Retype exactly the stretch of lines that begins at the line containing "Reviewer note: confirm that every instance of the teeth" and ends at the last line of the data, with no other lines.

------ SUPPLIED RECORDS

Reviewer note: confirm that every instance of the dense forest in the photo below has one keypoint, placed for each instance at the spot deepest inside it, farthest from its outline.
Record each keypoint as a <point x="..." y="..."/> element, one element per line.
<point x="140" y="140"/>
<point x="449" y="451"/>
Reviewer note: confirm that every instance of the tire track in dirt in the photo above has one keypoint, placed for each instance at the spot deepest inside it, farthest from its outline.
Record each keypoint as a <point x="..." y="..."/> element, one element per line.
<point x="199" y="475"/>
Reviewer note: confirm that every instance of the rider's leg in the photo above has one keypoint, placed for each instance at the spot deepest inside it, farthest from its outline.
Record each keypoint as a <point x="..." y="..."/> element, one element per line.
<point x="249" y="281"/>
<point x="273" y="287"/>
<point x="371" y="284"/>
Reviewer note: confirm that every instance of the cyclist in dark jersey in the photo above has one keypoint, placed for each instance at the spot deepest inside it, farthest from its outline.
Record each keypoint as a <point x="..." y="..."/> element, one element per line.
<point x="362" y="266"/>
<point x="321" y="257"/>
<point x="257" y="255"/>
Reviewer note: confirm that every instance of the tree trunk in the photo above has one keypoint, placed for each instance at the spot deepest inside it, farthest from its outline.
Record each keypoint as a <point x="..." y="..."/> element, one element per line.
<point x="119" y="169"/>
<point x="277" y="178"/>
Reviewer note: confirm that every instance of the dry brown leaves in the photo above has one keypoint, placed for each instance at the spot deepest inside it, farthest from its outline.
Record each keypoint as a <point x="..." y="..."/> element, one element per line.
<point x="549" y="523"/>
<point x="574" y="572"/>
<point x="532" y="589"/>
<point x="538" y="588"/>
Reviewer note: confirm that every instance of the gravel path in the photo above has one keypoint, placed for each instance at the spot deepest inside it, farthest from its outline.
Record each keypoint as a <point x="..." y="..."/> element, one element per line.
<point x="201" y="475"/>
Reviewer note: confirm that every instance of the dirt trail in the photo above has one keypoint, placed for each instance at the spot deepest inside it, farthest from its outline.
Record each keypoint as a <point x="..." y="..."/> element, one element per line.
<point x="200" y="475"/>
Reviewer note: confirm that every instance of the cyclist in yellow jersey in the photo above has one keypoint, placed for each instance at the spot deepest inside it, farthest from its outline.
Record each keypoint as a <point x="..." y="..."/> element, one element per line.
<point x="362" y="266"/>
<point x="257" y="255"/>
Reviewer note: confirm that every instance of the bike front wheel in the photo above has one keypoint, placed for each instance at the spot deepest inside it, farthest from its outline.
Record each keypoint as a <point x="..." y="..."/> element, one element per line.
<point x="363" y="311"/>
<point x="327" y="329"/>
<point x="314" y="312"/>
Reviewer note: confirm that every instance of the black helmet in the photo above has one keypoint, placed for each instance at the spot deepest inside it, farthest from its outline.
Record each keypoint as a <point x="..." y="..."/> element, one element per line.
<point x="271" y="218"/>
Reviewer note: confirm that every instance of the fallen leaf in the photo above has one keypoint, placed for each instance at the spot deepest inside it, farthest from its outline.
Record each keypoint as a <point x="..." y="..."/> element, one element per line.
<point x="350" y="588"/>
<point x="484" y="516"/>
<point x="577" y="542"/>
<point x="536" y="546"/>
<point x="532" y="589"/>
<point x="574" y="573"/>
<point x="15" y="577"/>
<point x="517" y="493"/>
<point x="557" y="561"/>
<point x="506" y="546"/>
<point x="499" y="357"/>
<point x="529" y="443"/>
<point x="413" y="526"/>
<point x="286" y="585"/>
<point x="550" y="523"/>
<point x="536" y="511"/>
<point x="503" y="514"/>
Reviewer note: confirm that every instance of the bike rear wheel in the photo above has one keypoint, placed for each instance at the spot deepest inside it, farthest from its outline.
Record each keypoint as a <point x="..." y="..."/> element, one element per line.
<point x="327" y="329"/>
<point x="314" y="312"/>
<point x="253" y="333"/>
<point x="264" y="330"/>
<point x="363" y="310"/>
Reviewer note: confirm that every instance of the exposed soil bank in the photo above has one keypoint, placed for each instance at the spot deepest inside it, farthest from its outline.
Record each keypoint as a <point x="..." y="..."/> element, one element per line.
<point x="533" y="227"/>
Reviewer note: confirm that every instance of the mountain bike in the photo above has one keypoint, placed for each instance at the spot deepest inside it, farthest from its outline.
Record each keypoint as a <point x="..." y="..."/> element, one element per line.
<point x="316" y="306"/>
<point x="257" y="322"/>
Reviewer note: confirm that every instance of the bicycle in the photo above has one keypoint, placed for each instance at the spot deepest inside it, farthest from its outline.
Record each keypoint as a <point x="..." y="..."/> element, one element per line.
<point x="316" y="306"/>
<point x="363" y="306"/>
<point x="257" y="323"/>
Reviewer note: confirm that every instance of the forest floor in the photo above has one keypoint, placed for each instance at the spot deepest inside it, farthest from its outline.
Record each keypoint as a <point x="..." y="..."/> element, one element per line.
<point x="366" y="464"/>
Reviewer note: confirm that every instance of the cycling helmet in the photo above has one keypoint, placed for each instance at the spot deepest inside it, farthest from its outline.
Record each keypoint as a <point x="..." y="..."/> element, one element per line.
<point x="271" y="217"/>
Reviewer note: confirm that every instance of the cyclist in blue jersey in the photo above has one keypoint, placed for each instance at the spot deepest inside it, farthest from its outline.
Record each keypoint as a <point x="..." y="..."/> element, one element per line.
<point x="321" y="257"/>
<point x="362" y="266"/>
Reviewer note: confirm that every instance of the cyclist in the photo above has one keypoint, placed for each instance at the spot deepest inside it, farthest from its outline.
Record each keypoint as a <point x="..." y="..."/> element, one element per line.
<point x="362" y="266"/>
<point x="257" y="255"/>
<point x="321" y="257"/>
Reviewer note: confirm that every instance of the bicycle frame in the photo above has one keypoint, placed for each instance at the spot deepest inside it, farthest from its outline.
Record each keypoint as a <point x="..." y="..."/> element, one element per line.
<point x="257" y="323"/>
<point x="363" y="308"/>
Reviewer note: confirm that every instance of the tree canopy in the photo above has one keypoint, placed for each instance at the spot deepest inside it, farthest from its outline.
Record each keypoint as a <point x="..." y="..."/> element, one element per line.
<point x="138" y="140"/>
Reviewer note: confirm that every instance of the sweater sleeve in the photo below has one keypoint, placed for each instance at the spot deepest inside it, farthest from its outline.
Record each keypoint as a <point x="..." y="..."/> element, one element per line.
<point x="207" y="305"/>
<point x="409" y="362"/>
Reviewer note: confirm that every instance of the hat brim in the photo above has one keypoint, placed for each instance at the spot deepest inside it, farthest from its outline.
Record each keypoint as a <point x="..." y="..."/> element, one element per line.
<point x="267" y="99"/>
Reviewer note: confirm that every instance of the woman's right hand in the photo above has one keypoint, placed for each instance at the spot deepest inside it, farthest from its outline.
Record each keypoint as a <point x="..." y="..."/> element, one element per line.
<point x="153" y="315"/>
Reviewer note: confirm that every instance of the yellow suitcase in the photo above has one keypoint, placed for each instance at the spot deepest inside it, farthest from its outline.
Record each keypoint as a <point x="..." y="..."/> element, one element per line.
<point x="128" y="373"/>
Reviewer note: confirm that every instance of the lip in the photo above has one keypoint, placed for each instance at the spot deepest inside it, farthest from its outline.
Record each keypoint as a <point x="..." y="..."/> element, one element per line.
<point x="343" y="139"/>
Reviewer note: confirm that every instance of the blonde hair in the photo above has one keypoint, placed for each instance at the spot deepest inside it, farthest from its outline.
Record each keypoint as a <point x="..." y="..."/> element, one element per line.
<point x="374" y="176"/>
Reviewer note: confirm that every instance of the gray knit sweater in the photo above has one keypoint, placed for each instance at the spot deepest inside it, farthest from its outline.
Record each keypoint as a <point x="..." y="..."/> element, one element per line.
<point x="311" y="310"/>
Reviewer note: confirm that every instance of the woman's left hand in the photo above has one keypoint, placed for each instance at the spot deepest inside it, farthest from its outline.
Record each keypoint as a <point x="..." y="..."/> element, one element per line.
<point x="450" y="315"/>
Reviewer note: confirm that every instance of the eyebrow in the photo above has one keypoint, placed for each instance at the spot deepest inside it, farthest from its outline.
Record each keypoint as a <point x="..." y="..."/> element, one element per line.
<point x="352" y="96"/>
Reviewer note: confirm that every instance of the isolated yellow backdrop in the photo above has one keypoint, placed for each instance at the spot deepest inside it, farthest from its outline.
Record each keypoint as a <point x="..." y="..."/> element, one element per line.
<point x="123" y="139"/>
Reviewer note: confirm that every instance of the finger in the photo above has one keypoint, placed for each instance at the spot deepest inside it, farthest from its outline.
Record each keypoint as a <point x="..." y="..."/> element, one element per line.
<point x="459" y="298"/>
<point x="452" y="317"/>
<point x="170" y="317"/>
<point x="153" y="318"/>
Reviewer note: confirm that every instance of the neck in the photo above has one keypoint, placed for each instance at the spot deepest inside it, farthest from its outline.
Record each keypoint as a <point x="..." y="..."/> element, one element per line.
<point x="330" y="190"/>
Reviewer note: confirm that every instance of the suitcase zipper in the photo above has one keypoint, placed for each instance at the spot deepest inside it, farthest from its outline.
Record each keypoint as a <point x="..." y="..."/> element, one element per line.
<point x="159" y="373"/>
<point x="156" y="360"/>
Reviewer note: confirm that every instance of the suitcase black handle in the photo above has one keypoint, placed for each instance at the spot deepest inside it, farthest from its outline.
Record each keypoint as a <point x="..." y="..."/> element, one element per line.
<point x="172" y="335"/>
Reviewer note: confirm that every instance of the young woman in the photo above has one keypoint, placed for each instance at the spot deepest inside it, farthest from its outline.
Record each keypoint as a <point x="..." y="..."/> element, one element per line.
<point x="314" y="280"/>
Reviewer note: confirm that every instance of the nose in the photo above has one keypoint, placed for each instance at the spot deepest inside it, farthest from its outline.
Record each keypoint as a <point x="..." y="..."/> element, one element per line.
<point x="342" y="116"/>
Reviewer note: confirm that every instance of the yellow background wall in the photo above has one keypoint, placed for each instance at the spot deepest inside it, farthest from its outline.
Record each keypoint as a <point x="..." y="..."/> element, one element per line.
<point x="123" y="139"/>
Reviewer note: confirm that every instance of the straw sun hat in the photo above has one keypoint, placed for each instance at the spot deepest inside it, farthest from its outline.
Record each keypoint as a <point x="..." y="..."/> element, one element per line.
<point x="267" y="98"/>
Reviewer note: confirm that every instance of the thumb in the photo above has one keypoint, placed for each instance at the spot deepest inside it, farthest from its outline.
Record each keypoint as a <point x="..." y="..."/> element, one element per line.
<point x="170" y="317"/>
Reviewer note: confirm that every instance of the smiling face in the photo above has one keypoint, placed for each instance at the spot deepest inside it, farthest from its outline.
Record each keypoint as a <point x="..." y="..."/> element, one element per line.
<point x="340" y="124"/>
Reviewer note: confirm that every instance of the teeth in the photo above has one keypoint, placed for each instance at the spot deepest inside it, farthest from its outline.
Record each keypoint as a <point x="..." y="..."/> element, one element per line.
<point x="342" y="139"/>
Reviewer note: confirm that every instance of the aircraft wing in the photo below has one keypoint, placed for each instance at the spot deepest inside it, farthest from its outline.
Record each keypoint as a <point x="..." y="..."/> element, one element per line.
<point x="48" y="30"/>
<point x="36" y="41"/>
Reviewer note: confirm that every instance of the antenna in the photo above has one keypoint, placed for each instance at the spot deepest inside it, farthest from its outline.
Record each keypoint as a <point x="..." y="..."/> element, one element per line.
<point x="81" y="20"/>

------------

- SOLUTION TO THIS TASK:
Reviewer note: confirm that every instance of the teeth in the photo above has one keypoint, placed for each instance at the spot deepest inside it, farthest from its outline.
Record each keypoint as a <point x="..." y="..."/> element, one element per line.
<point x="342" y="139"/>
Reviewer note: confirm that every instance of the aircraft wing in the photo below has one keypoint, placed for each instance at the spot deepest inside it, farthest from its outline.
Record each keypoint as a <point x="..." y="..."/> element, one element per line.
<point x="48" y="30"/>
<point x="36" y="41"/>
Reviewer note: confirm that every instance of the antenna in the photo above has one keypoint, placed for each instance at the spot deepest inside it, farthest from its outline.
Record each keypoint as a <point x="..." y="..."/> element, one element per line.
<point x="81" y="20"/>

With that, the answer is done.